## ACTIVITY:
The response must contain the complete data, printed exactly.

## EXCERPTED DATA:
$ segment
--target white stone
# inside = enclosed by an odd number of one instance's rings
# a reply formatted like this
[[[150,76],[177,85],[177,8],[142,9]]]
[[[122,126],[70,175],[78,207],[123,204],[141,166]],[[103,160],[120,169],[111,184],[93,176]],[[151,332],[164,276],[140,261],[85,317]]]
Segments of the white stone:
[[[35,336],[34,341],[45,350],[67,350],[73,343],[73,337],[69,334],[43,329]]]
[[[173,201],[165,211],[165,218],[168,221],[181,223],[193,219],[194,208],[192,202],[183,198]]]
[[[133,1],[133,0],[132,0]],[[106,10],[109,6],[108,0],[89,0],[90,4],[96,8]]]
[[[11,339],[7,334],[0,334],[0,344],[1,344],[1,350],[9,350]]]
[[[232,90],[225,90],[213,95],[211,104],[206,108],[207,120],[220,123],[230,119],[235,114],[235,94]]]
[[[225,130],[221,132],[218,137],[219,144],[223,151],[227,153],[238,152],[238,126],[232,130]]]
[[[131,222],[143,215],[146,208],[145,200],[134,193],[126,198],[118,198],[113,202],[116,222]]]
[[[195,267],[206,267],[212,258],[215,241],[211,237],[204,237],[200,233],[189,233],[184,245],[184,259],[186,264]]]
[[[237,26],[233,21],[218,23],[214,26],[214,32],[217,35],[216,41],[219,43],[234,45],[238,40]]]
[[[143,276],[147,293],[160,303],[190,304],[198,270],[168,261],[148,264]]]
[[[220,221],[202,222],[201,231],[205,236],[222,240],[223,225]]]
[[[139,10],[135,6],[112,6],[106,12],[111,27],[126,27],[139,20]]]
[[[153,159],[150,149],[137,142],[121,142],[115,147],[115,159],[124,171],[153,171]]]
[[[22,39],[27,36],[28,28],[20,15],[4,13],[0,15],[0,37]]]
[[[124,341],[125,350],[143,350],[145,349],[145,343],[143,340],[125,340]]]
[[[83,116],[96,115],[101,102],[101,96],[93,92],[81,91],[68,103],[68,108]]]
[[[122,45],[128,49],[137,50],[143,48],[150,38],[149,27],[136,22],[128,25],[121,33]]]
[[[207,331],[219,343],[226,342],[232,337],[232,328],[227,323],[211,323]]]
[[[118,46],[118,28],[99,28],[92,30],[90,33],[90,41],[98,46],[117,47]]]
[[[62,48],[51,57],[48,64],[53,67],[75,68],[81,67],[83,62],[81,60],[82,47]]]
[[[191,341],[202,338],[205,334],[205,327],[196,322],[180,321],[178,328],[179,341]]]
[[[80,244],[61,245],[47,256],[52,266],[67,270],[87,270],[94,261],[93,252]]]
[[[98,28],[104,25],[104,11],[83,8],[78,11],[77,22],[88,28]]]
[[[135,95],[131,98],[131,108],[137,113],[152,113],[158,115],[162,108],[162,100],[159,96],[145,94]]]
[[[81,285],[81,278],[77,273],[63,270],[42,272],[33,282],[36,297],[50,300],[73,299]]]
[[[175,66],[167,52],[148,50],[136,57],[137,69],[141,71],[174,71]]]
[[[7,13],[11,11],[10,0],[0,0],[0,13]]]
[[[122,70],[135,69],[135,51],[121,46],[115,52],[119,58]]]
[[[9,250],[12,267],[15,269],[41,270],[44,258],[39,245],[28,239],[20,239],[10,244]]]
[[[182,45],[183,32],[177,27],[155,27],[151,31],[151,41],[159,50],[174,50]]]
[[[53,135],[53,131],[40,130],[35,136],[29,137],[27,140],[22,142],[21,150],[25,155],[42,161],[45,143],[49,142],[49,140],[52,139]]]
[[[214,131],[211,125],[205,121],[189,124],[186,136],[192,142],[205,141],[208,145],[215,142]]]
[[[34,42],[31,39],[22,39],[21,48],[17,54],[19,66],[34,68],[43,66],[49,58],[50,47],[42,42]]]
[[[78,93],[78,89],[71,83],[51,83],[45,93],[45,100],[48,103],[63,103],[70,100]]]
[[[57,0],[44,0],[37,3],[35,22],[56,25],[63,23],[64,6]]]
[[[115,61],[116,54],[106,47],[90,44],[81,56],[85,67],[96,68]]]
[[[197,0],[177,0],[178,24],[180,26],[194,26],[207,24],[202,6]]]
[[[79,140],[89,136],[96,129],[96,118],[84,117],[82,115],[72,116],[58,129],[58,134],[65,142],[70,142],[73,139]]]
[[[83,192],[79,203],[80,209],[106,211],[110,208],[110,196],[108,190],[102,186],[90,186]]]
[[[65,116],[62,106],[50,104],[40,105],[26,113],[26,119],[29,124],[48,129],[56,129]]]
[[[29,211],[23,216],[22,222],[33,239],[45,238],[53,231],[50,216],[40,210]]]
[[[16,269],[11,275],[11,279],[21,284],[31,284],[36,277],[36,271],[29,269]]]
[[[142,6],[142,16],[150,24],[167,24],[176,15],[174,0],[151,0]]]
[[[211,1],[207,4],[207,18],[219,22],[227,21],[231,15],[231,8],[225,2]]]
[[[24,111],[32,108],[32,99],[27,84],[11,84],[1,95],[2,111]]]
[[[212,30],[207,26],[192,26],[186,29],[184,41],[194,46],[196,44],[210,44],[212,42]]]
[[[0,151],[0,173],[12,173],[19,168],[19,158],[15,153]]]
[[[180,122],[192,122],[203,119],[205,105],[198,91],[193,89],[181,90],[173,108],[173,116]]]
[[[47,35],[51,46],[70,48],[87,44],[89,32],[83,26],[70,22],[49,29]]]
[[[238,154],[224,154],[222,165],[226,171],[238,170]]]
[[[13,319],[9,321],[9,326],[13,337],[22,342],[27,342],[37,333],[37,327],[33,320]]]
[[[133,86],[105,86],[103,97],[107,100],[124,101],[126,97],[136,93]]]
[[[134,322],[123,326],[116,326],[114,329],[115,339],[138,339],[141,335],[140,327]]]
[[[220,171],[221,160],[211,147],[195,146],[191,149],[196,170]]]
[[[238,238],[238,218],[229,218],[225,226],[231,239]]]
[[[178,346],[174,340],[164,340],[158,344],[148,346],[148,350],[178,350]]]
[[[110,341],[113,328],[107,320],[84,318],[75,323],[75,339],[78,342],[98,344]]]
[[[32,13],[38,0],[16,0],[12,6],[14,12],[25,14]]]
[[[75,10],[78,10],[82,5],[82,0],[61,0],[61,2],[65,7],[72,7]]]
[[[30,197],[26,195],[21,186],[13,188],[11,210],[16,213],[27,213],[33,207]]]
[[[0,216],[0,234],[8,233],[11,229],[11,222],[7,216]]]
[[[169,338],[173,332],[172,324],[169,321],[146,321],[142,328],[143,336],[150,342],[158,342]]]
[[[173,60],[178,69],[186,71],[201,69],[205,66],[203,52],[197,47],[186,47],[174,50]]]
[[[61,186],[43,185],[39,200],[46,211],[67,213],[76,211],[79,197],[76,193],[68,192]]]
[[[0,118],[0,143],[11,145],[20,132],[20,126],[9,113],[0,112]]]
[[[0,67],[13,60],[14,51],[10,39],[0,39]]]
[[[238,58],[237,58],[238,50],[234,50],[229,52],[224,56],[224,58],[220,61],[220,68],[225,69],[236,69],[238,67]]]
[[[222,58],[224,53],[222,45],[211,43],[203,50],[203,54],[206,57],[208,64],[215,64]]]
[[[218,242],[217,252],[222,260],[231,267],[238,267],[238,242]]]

## ANSWER TO THIS EXERCISE:
$ segment
--target white stone
# inside = enclosed by an odd number of one instance's rings
# a reply formatted like this
[[[150,76],[177,85],[177,8],[142,9]]]
[[[122,126],[70,175],[78,207],[123,204],[141,166]],[[103,160],[120,169],[111,184],[93,176]],[[151,332],[164,276],[140,261],[85,317]]]
Segments of the white stone:
[[[35,336],[34,341],[45,350],[67,350],[73,343],[73,337],[69,334],[43,329]]]
[[[173,201],[165,211],[165,218],[168,221],[181,223],[193,219],[194,208],[192,202],[183,198]]]
[[[133,1],[133,0],[132,0]],[[106,10],[109,6],[108,0],[89,0],[90,4],[96,8]]]
[[[11,339],[7,334],[0,334],[0,344],[1,344],[1,350],[9,350]]]
[[[232,90],[225,90],[213,95],[211,104],[206,108],[207,120],[220,123],[230,119],[235,114],[235,94]]]
[[[225,130],[221,132],[218,137],[219,144],[223,151],[227,153],[238,152],[238,126],[232,130]]]
[[[131,222],[143,215],[146,208],[145,200],[134,193],[126,198],[118,198],[113,202],[116,222]]]
[[[195,267],[206,267],[212,258],[215,241],[211,237],[204,237],[200,233],[189,233],[184,245],[184,259],[186,264]]]
[[[237,26],[233,21],[218,23],[214,26],[214,32],[217,35],[216,41],[219,43],[234,45],[238,40]]]
[[[143,276],[147,293],[160,303],[190,304],[198,270],[168,261],[148,264]]]
[[[220,221],[202,222],[201,231],[205,236],[222,240],[223,225]]]
[[[139,10],[135,6],[112,6],[106,12],[111,27],[126,27],[139,20]]]
[[[153,159],[150,149],[137,142],[121,142],[115,147],[115,159],[124,171],[153,171]]]
[[[22,39],[27,36],[28,28],[20,15],[4,13],[0,15],[0,37]]]
[[[124,341],[125,350],[143,350],[145,349],[145,343],[143,340],[125,340]]]
[[[83,116],[96,115],[101,102],[101,96],[93,92],[81,91],[68,103],[68,108]]]
[[[122,45],[128,49],[137,50],[143,48],[150,38],[149,27],[136,22],[128,25],[121,33]]]
[[[207,331],[219,343],[226,342],[232,337],[232,328],[227,323],[211,323]]]
[[[118,46],[118,28],[99,28],[92,30],[90,33],[90,41],[98,46],[117,47]]]
[[[62,48],[51,57],[48,64],[53,67],[75,68],[81,67],[83,62],[81,60],[82,47]]]
[[[191,341],[202,338],[205,334],[205,327],[196,322],[180,321],[178,328],[179,341]]]
[[[80,244],[61,245],[47,256],[52,266],[67,270],[87,270],[94,261],[93,252]]]
[[[98,28],[104,25],[104,11],[83,8],[78,11],[77,22],[88,28]]]
[[[135,95],[131,98],[131,108],[137,113],[152,113],[158,115],[162,108],[162,100],[159,96],[145,94]]]
[[[81,285],[81,278],[77,273],[63,270],[42,272],[33,282],[36,297],[50,300],[73,299]]]
[[[175,66],[167,52],[148,50],[136,57],[137,69],[141,71],[174,71]]]
[[[7,13],[11,11],[10,0],[0,0],[0,13]]]
[[[122,70],[135,69],[135,51],[121,46],[115,52],[119,58]]]
[[[9,250],[12,267],[15,269],[41,270],[44,258],[39,245],[28,239],[20,239],[10,244]]]
[[[182,45],[183,32],[177,27],[155,27],[151,31],[151,41],[159,50],[174,50]]]
[[[53,135],[53,131],[40,130],[35,136],[29,137],[27,140],[22,142],[21,150],[25,155],[42,161],[45,143],[49,142],[49,140],[52,139]]]
[[[214,131],[211,125],[205,121],[189,124],[186,136],[192,142],[205,141],[208,145],[215,142]]]
[[[34,42],[31,39],[22,39],[21,48],[17,54],[19,66],[34,68],[43,66],[49,58],[50,47],[42,42]]]
[[[78,93],[78,89],[71,83],[51,83],[45,93],[45,100],[48,103],[63,103],[70,100]]]
[[[57,0],[44,0],[37,3],[35,22],[56,25],[63,23],[64,6]]]
[[[115,61],[116,54],[106,47],[90,44],[81,56],[85,67],[96,68]]]
[[[197,0],[177,0],[178,24],[180,26],[194,26],[207,24],[202,6]]]
[[[79,140],[89,136],[96,129],[96,118],[84,117],[82,115],[72,116],[58,129],[58,134],[65,142],[70,142],[73,139]]]
[[[83,192],[79,203],[80,209],[106,211],[110,208],[110,196],[108,190],[102,186],[90,186]]]
[[[65,116],[62,106],[50,104],[40,105],[26,113],[26,119],[29,124],[48,129],[56,129]]]
[[[29,211],[23,216],[22,222],[33,239],[45,238],[53,231],[50,216],[40,210]]]
[[[16,269],[11,275],[11,279],[21,284],[31,284],[36,277],[36,271],[29,269]]]
[[[142,6],[142,16],[150,24],[167,24],[176,15],[174,0],[151,0]]]
[[[211,1],[207,4],[207,18],[219,22],[227,21],[231,15],[231,8],[225,2]]]
[[[24,111],[32,108],[32,99],[27,84],[11,84],[1,95],[2,111]]]
[[[212,30],[207,26],[192,26],[186,29],[184,41],[194,46],[196,44],[210,44],[212,42]]]
[[[0,151],[0,173],[12,173],[19,168],[19,158],[15,153]]]
[[[180,122],[192,122],[203,119],[205,105],[198,91],[193,89],[181,90],[173,108],[173,116]]]
[[[47,35],[51,46],[70,48],[87,44],[89,32],[83,26],[70,22],[49,29]]]
[[[238,154],[224,154],[222,165],[226,171],[238,170]]]
[[[13,319],[9,321],[9,326],[13,337],[22,342],[27,342],[37,333],[37,327],[33,320]]]
[[[133,86],[105,86],[103,97],[107,100],[124,101],[126,97],[136,93]]]
[[[134,322],[123,326],[116,326],[114,329],[115,339],[138,339],[141,335],[140,327]]]
[[[220,171],[221,160],[211,147],[195,146],[191,149],[196,170]]]
[[[238,238],[238,218],[229,218],[225,226],[231,239]]]
[[[178,346],[174,340],[164,340],[158,344],[148,346],[148,350],[178,350]]]
[[[110,341],[113,328],[107,320],[84,318],[75,323],[75,339],[78,342],[98,344]]]
[[[32,13],[38,0],[16,0],[12,6],[14,12],[25,14]]]
[[[75,10],[78,10],[82,5],[82,0],[61,0],[61,2],[65,7],[72,7]]]
[[[30,197],[26,195],[21,186],[13,188],[11,210],[16,213],[27,213],[33,207]]]
[[[0,216],[0,234],[8,233],[11,229],[11,222],[7,216]]]
[[[169,338],[173,332],[172,324],[169,321],[146,321],[142,328],[143,336],[150,342],[158,342]]]
[[[173,60],[178,69],[186,71],[201,69],[205,66],[203,52],[197,47],[186,47],[174,50]]]
[[[61,186],[43,185],[39,200],[46,211],[67,213],[76,211],[79,197],[76,193],[68,192]]]
[[[0,118],[0,143],[11,145],[20,132],[20,126],[9,113],[0,112]]]
[[[0,67],[13,60],[14,51],[10,39],[0,39]]]
[[[238,58],[237,58],[238,50],[234,50],[229,52],[224,56],[224,58],[220,61],[220,68],[225,69],[236,69],[238,67]]]
[[[222,58],[224,53],[222,45],[211,43],[203,50],[203,54],[206,57],[208,64],[215,64]]]
[[[218,242],[217,252],[222,260],[231,267],[238,267],[238,242]]]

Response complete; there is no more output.